TASK OBJECTIVE:
Take the line that contains "Please annotate the shop" as the first line and the final line of the records as the last; return exactly those lines and the lines between.

PROVIDED DATA:
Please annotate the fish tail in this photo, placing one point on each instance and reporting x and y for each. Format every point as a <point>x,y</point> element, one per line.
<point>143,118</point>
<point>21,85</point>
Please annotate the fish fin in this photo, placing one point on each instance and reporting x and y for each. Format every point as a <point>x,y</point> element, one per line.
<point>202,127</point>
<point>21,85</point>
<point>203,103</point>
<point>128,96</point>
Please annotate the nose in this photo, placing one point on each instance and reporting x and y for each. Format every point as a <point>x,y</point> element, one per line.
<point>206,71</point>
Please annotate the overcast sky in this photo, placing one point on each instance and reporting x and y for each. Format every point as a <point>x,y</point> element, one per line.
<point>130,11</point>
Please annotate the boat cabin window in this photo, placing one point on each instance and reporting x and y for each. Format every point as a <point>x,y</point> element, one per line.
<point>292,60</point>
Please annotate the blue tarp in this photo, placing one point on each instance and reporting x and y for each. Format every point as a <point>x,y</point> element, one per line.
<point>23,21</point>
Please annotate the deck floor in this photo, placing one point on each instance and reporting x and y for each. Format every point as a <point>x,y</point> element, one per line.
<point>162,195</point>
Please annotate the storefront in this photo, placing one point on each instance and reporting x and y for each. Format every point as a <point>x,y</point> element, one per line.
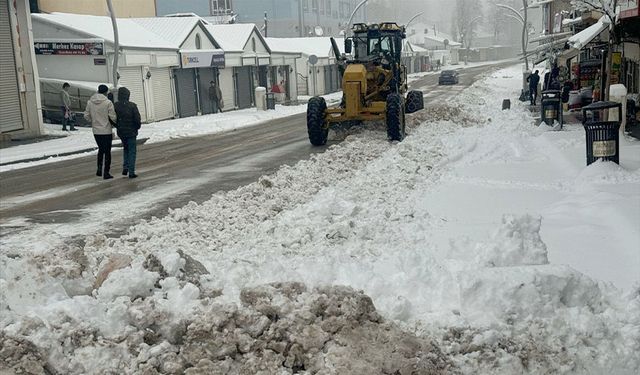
<point>79,49</point>
<point>192,80</point>
<point>247,60</point>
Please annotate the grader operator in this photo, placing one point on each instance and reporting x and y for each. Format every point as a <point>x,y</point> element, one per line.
<point>374,83</point>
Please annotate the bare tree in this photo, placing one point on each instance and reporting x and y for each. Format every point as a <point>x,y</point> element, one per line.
<point>467,14</point>
<point>608,8</point>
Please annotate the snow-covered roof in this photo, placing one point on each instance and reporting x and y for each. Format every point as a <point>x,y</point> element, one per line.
<point>172,29</point>
<point>583,38</point>
<point>319,46</point>
<point>130,33</point>
<point>233,37</point>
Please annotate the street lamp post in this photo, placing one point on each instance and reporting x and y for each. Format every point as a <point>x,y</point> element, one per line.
<point>412,19</point>
<point>348,25</point>
<point>116,43</point>
<point>522,18</point>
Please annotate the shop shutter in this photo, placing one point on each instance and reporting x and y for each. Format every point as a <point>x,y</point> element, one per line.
<point>162,93</point>
<point>9,93</point>
<point>244,86</point>
<point>186,92</point>
<point>131,78</point>
<point>205,76</point>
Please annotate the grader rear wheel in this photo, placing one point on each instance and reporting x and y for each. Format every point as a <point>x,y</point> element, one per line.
<point>316,128</point>
<point>395,117</point>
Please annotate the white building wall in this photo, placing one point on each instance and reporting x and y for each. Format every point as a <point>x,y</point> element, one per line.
<point>25,62</point>
<point>190,42</point>
<point>227,87</point>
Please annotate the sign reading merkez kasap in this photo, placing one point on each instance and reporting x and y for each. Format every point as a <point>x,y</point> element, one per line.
<point>69,47</point>
<point>201,59</point>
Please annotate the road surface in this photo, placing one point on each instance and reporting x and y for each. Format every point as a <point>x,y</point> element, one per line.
<point>170,173</point>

YOUR RESPONSE:
Please annotate the shop shutter in this photo, placing one point on each instance and reporting x and y for each. Format every point as a <point>x,y</point> element, one per line.
<point>162,93</point>
<point>9,93</point>
<point>244,86</point>
<point>186,92</point>
<point>131,78</point>
<point>205,76</point>
Please annotate the grader rear wheel in this photo, placing one point on each instance and reporting x and y for each. Format every point as a <point>x,y</point> element, one per line.
<point>316,128</point>
<point>395,117</point>
Please annotate the white building wall in this photo, placing one point on each instance and reporting x and y for each. Format every point as a <point>x,y</point> element, one per line.
<point>25,62</point>
<point>190,42</point>
<point>227,87</point>
Please annotate the sign reading merkez kasap in this photo, placing one point on each instance and reporting x and y for each. Format every point as a <point>x,y</point> element, one per line.
<point>69,47</point>
<point>201,59</point>
Please annotate the road surface in this photo, placing one point on each instance and reporting x and y for each. Format every point as a <point>x,y</point> element, one per line.
<point>170,173</point>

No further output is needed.